(What needs to be done) Scan the records for the string "query"; copy each line where it occurs.
*** Record extracts Section Begins ***
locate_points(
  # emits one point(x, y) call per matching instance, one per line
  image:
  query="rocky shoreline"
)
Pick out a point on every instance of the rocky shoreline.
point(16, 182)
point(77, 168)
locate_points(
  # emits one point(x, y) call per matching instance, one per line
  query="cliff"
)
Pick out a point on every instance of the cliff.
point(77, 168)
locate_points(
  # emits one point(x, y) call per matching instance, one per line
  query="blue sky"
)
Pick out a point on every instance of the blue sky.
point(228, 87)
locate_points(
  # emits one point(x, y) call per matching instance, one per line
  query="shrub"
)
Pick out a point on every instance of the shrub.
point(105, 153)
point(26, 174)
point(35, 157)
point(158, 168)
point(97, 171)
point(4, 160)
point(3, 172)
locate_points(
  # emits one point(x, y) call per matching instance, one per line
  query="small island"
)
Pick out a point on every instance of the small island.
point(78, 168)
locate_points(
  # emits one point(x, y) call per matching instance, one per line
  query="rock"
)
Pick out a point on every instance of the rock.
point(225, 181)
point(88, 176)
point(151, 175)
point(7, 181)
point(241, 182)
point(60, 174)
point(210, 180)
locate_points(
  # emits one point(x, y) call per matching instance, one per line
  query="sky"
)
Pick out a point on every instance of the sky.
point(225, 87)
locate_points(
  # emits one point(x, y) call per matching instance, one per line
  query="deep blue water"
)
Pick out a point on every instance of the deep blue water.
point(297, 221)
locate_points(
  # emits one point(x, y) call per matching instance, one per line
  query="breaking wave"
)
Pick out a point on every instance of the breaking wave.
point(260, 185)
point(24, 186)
*** Record extracts Section Ends ***
(Reply)
  query="rocky shoreline"
  query="cliff"
  query="blue sky"
  query="shrub"
  query="small island"
  query="rock"
  query="sky"
  query="deep blue water"
  query="breaking wave"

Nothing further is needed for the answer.